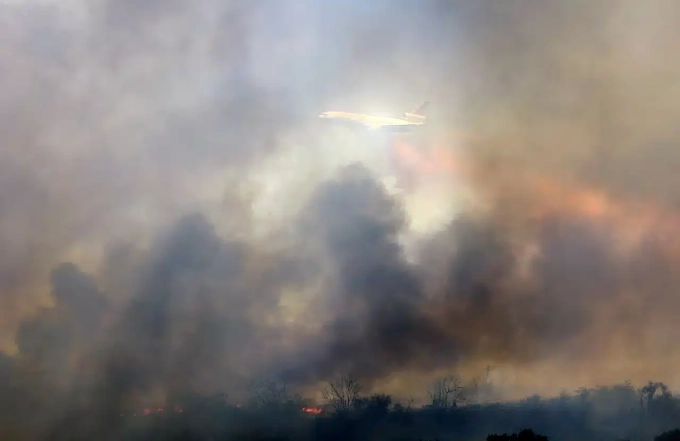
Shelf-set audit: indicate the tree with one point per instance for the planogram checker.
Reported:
(447, 392)
(273, 393)
(342, 393)
(480, 386)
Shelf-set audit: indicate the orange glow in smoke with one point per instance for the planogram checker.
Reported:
(632, 220)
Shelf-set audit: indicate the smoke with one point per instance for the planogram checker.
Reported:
(173, 220)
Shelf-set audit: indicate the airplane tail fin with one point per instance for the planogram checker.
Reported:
(418, 114)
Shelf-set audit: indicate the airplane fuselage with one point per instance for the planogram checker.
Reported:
(410, 120)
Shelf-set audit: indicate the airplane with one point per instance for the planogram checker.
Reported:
(408, 122)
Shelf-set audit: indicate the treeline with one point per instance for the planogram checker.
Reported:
(274, 412)
(615, 413)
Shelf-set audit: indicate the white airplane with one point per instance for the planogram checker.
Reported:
(408, 122)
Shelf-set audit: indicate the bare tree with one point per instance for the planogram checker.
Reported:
(273, 393)
(342, 393)
(480, 386)
(447, 392)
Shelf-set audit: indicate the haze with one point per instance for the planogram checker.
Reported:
(173, 217)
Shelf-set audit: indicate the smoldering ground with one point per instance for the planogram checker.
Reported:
(125, 130)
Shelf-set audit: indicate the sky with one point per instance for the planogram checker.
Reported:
(174, 217)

::::::

(TASK DIRECTIONS):
Print every line of the material above exactly as it reads, skipping the pictures.

(RESPONSE TO THE TASK):
Shelf-set audit: indicate the tree with one point per instance for the planogram checker.
Reported:
(447, 392)
(273, 393)
(342, 393)
(480, 386)
Shelf-set audit: indicate the orange glow in smoke with one point per instance for the planogram checker.
Reported:
(632, 220)
Shelf-set audit: indicate the smoke with one point per instance for the planogram checker.
Reported:
(173, 220)
Shelf-set audit: indicate the airplane tail fin with one point per instance for the planogram checker.
Reported:
(418, 114)
Shelf-set audit: indicate the airplane fuselage with one point per instance for the planogram checker.
Reported:
(410, 120)
Shelf-set audit: indicate the airplane with one point per instance for the planogram checker.
Reported:
(408, 122)
Shelf-set audit: indicate the treeline with one point per instance for the planogram checker.
Reported:
(274, 412)
(615, 413)
Shelf-set audit: indicate the white airplane with one point per instance for the planogram checker.
Reported:
(408, 122)
Shelf-set audit: indicate the bare tree with one point per instance for the planogram checker.
Reported:
(273, 393)
(342, 393)
(480, 386)
(447, 392)
Shelf-set audit: indicate the haze with one point per instance for the planogram checker.
Reported:
(173, 217)
Shelf-set audit: indicate the smoldering ground with one point per instance for the planogram checker.
Reported:
(125, 130)
Shelf-set audit: indicate the sky with one point per instance for the planogram checker.
Reported:
(174, 217)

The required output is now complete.